Quelle tradition, Monsieur Legault?

« La tradition catholique, il faut s’en souvenir. Ça fait partie de ce qu’on est », a récemment déclaré le premier ministre en entrevue au Devoir. Selon François Legault, il ne « faut pas être gênés » d’évoquer cette tradition, dont les Québécois devraient être fiers.
Alors qu’il contemplait Notre-Dame de Paris des hauteurs du centre Georges-Pompidou, le premier ministre a estimé que « cette cathédrale veut dire beaucoup pour nos deux nations. Même si nos deux nations ont choisi la laïcité, il reste quand même quelque chose de cette tradition catholique ».
Eh oui, Monsieur Legault, il reste quelque chose de cette tradition catholique.
Il reste vous savez quoi ? Des relents de paternalisme, des odeurs de curé contrôlant sa paroisse et les mœurs de ses ouailles, quelque chose comme un idéal de troupeau uni derrière son berger. Aujourd’hui, Monsieur Legault, je trouve que vous jouez pas mal fort au berger. Pendant la COVID-19, votre paternalisme a pu être rassurant, et on s’est serré les coudes devant les difficultés. Mais ce temps où vous surplombiez la situation est terminé et on ne retournera pas à cette unité éphémère.

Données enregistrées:
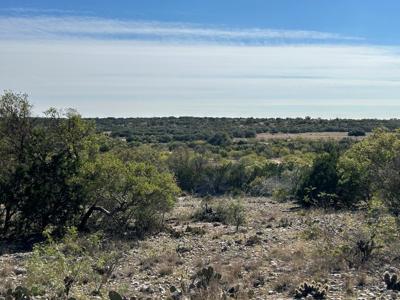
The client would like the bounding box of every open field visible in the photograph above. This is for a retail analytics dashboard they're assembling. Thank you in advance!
[256,131,368,141]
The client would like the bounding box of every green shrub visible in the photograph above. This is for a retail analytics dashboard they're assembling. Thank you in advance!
[26,228,122,298]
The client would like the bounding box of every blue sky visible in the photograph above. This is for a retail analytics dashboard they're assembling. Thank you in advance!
[0,0,400,118]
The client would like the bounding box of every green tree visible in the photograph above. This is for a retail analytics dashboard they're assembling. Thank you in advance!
[79,154,179,234]
[296,152,338,207]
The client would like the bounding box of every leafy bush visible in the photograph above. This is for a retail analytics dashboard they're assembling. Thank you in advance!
[26,228,122,298]
[296,153,338,207]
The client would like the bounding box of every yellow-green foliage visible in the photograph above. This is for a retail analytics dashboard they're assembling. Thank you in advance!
[337,129,400,206]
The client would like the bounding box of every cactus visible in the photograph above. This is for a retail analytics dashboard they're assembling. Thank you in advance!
[108,291,124,300]
[383,272,400,291]
[294,281,328,299]
[6,286,31,300]
[192,266,222,289]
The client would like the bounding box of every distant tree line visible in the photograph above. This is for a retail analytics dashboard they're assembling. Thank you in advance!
[90,117,400,143]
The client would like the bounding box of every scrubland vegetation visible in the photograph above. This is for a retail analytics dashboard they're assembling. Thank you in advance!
[0,92,400,299]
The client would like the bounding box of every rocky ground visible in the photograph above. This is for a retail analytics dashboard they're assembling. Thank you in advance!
[0,198,400,299]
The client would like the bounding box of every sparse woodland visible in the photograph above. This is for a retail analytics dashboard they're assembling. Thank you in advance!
[0,91,400,300]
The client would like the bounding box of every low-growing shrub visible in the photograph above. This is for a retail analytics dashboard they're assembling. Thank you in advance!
[26,228,122,298]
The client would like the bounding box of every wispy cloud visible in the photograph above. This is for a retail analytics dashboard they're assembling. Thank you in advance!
[0,16,362,44]
[0,40,400,117]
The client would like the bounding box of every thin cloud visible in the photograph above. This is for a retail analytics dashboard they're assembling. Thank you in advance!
[0,40,400,118]
[0,16,362,44]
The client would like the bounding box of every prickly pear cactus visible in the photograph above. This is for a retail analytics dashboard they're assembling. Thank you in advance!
[383,272,400,291]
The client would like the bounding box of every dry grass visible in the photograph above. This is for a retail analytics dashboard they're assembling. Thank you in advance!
[256,132,365,141]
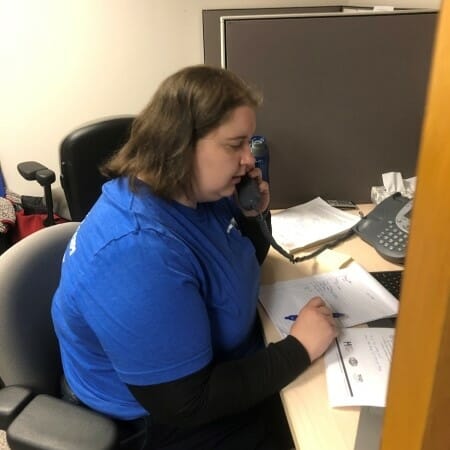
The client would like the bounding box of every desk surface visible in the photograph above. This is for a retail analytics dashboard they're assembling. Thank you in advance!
[259,205,402,450]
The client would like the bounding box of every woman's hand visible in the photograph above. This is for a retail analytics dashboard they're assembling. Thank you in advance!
[238,167,270,217]
[290,297,338,362]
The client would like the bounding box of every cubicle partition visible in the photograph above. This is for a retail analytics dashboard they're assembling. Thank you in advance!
[203,6,437,208]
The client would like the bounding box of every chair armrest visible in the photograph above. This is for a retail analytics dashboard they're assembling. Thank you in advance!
[0,386,33,430]
[6,394,118,450]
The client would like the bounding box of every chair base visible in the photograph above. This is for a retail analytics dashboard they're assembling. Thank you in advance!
[6,394,118,450]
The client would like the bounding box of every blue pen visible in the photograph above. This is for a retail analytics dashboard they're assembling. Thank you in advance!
[285,313,345,321]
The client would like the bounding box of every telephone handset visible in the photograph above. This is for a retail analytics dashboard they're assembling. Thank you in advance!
[236,175,299,263]
[353,193,413,264]
[236,175,261,211]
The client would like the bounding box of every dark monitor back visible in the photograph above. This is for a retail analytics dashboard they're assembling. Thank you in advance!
[213,11,437,208]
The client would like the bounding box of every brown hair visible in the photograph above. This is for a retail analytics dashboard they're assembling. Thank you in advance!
[102,65,262,198]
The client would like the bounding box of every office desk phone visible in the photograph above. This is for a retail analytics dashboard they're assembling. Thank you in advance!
[354,193,413,264]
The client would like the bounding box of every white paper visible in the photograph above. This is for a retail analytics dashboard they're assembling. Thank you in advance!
[272,197,360,252]
[259,263,399,336]
[325,328,395,407]
[370,172,417,205]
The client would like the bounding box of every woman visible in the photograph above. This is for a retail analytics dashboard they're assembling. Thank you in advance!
[52,65,336,450]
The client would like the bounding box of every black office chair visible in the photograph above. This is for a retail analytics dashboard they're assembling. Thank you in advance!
[17,116,134,226]
[0,222,118,450]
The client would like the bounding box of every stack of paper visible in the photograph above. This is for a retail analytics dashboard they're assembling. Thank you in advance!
[272,197,360,253]
[259,263,399,336]
[325,328,395,407]
[260,263,399,407]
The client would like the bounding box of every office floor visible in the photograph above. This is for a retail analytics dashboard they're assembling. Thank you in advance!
[0,431,9,450]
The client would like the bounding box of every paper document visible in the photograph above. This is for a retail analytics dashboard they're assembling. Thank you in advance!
[325,328,395,407]
[259,263,399,337]
[272,197,361,253]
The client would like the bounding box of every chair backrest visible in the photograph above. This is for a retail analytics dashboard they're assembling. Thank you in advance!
[59,116,134,221]
[0,222,78,395]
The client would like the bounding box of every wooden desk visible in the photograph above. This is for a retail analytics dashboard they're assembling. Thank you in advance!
[259,205,402,450]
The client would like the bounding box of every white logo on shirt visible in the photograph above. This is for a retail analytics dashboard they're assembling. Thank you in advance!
[227,217,237,234]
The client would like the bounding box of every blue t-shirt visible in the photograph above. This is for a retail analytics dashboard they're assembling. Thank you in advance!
[52,178,261,420]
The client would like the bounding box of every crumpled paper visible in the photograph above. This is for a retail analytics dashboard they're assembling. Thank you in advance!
[370,172,417,205]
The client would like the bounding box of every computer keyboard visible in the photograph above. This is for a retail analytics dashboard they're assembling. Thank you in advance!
[370,270,403,300]
[367,270,403,328]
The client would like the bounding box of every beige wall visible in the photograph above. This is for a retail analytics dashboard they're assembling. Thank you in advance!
[0,0,440,204]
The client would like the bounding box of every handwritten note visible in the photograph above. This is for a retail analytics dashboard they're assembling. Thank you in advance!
[260,263,398,336]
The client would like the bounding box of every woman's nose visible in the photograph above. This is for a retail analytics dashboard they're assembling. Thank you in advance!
[241,143,255,167]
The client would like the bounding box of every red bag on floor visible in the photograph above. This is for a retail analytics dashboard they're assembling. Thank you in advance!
[10,210,68,244]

- [Consigne]:
Répondez aux questions suivantes à partir du texte sur la tradition catholique.
(a) À quel journal le premier ministre a-t-il accordé l'entrevue citée au début ?
(b) D'où François Legault contemplait-il Notre-Dame de Paris ?
(c) Pendant quelle période son paternalisme a-t-il pu être rassurant, selon le texte ?

- [Réponse attendue]:
(a) Il a accordé cette entrevue au Devoir.
(b) Il la contemplait des hauteurs du centre Georges-Pompidou.
(c) Son paternalisme a pu être rassurant pendant la COVID-19.